▶ _SOURCE_
The findings refute what is known as the "Speech is Special" theory.
"This argument proposes that besides humans being the only species able to produce speech, due to their anatomy, they also have a specialized cognitive module to process speech," Heimbauer explained.
Supporters of the "Speech is Special" view have pointed to the fact that humans can understand speech, even when it is incomplete or highly distorted. The alternative view to the hypothesis, she said, is that auditory processing is fundamentally similar across most mammals, and that many animals have latent abilities for speech perception.
"What we are saying is that humans do not need unique cognitive abilities to process speech, and that instead, the general auditory processes that we share with apes, and probably a common ancestor, can be used to accomplish speech perception tasks," she said. "Panzee then is able to understand speech because of her early experience in a speech-rich environment, and because she was taught about the association between words and their meaning from a very early age."

▶ _WHAT IS EXPECTED_
Set down word for word the stretch of the speech perception passage above from "Supporters of the" through "for speech perception.".

Point annotation dataset entries:
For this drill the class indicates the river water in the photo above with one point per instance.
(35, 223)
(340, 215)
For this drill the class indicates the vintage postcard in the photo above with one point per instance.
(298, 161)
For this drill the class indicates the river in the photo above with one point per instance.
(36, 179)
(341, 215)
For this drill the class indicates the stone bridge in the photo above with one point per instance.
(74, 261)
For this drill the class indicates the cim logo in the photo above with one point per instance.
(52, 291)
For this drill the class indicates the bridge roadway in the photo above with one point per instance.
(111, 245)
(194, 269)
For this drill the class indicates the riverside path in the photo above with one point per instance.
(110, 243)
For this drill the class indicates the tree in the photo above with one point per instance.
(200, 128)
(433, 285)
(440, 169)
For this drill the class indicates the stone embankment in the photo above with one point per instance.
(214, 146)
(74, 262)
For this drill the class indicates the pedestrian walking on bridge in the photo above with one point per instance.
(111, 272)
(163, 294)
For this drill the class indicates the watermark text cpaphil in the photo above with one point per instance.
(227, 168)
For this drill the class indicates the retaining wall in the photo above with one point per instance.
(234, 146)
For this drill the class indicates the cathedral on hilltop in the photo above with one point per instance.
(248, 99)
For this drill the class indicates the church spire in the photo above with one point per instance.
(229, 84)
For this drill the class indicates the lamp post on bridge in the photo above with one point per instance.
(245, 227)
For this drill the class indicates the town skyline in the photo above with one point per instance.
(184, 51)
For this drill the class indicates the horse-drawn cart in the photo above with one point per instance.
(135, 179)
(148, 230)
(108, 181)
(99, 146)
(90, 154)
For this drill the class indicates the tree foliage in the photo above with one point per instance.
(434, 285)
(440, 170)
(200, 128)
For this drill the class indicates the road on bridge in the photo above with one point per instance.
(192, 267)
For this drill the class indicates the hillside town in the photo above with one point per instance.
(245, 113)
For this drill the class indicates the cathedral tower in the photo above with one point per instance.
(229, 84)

▶ _FULL SOLUTION_
Supporters of the "Speech is Special" view have pointed to the fact that humans can understand speech, even when it is incomplete or highly distorted. The alternative view to the hypothesis, she said, is that auditory processing is fundamentally similar across most mammals, and that many animals have latent abilities for speech perception.